Extract each line of the data below exactly as written.

§

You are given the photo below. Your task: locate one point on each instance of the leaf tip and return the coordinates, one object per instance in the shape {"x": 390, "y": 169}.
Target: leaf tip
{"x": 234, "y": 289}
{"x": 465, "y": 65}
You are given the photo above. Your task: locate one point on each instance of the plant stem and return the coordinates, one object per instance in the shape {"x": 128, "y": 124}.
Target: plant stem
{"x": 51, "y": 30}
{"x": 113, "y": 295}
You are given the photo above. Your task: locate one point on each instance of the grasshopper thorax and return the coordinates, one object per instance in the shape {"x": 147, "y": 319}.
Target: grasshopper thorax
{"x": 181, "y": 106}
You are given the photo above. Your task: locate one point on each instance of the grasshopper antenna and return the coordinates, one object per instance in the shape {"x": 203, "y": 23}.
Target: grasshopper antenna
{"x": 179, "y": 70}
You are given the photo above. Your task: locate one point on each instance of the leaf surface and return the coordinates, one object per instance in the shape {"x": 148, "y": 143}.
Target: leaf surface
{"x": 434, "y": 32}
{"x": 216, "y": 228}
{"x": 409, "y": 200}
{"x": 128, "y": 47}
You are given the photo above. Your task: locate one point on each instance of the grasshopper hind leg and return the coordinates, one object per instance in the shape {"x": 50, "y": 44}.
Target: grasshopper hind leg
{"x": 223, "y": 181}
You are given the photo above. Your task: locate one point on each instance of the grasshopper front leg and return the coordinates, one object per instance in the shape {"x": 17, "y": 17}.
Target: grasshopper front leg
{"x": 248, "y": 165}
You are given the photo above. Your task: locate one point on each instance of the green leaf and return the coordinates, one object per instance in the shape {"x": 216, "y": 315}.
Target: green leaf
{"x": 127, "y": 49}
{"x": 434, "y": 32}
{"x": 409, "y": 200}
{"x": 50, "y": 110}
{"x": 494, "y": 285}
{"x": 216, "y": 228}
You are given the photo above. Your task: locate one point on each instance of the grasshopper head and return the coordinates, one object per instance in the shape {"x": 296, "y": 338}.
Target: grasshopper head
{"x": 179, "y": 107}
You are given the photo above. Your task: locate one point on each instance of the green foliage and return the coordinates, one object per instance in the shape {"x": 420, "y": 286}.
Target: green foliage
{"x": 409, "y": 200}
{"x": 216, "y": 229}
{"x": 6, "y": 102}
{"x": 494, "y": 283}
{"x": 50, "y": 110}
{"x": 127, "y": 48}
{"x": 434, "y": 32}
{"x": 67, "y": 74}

§

Response to this task »
You are given the photo below. Your task: locate one point on each instance of the leaf tip and return the coordinates, one object per instance in the shape {"x": 390, "y": 169}.
Target: leaf tip
{"x": 234, "y": 289}
{"x": 465, "y": 65}
You are given the photo above. Your task: locate one point on each instance of the plant stem and return the coordinates, one object per instance in the shape {"x": 128, "y": 124}.
Target: plant stem
{"x": 51, "y": 30}
{"x": 113, "y": 295}
You are given the photo above. Your task: locate one point on each instance of the grasshopper thorax and return the coordinates, one object per instance in the shape {"x": 147, "y": 319}.
Target: grasshopper thorax
{"x": 181, "y": 106}
You are given the photo above. Your task: locate one point on each instance of the grasshopper antenna and return the coordinates, one object per instance in the shape {"x": 203, "y": 23}.
Target: grasshopper antenna
{"x": 179, "y": 70}
You are given the photo above. Your task: locate one point on each instance of the leaf surface and return the coordinates, one object per instance in the shape {"x": 148, "y": 143}.
Target: leaf surface
{"x": 434, "y": 32}
{"x": 216, "y": 228}
{"x": 409, "y": 200}
{"x": 128, "y": 47}
You are given the photo above. Your task: locate one point on each instance of the grasshopper hind leg and return the coordinates, one object per instance in the shape {"x": 50, "y": 44}.
Target: grasshopper hind leg
{"x": 223, "y": 181}
You are given the photo above. Your task: locate one point on each instance of the grasshopper front leg and return the coordinates, one object per instance in the shape {"x": 17, "y": 17}.
Target: grasshopper front leg
{"x": 248, "y": 165}
You are given the photo above. Your task: locate one point on each instance of the green leaf and return the coordinates, one object per instance in the shape {"x": 216, "y": 315}.
Target: green leaf
{"x": 127, "y": 49}
{"x": 434, "y": 32}
{"x": 409, "y": 200}
{"x": 50, "y": 110}
{"x": 494, "y": 285}
{"x": 216, "y": 228}
You are given the photo above. Your task: locate one point on each instance of the grasshopper head and return the coordinates, one object per instance in the shape {"x": 296, "y": 338}.
Target: grasshopper head
{"x": 179, "y": 107}
You are given the photo above. Your task: locate one point on each instance of the green foliage and return the coordinates, one object per instance in the shape {"x": 420, "y": 286}.
Target: green foliage
{"x": 409, "y": 200}
{"x": 216, "y": 229}
{"x": 6, "y": 102}
{"x": 494, "y": 283}
{"x": 50, "y": 110}
{"x": 127, "y": 48}
{"x": 434, "y": 32}
{"x": 67, "y": 74}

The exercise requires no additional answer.